**Directions for this task**
Starting at the line below holding "Target: kitten's ear" and stopping at the line holding "Target: blurred background", print every line exactly, both ends included, and leave the rest out.

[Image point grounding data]
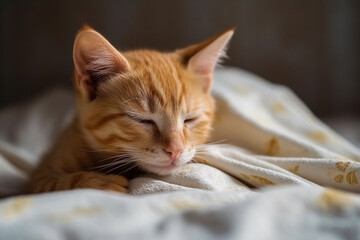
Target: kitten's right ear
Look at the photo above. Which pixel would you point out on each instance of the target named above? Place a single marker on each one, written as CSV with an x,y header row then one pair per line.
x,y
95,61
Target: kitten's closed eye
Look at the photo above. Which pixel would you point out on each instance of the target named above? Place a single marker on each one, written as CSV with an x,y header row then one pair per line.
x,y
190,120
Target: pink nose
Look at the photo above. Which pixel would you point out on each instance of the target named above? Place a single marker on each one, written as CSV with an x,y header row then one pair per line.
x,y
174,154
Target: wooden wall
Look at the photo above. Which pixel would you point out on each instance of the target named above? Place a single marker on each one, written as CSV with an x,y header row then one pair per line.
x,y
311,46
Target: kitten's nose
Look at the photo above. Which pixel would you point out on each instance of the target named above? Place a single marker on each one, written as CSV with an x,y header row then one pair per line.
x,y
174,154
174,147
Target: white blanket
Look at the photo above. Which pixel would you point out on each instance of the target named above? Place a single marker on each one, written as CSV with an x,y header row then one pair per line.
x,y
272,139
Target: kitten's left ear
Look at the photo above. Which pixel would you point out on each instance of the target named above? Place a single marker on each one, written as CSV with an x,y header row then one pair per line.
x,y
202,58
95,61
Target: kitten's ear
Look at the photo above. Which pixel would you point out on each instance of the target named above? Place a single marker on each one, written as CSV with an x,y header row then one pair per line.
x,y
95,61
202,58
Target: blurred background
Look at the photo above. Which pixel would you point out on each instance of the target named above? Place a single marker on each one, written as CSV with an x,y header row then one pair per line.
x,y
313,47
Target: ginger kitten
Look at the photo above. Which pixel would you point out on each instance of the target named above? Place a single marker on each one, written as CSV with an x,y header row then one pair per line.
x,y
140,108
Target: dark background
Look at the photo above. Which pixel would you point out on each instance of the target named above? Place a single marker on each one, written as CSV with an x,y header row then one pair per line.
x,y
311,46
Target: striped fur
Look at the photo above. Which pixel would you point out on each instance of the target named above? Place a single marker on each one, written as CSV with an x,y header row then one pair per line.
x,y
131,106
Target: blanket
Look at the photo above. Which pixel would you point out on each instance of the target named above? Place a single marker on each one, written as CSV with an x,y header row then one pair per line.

**Response area**
Target: kitten's ear
Look at the photo above. Which pixel would you point out on each instance of the target named above? Place a single marker on each one, written as CSV with an x,y header row then one pair per line.
x,y
95,61
202,58
Target: blurred background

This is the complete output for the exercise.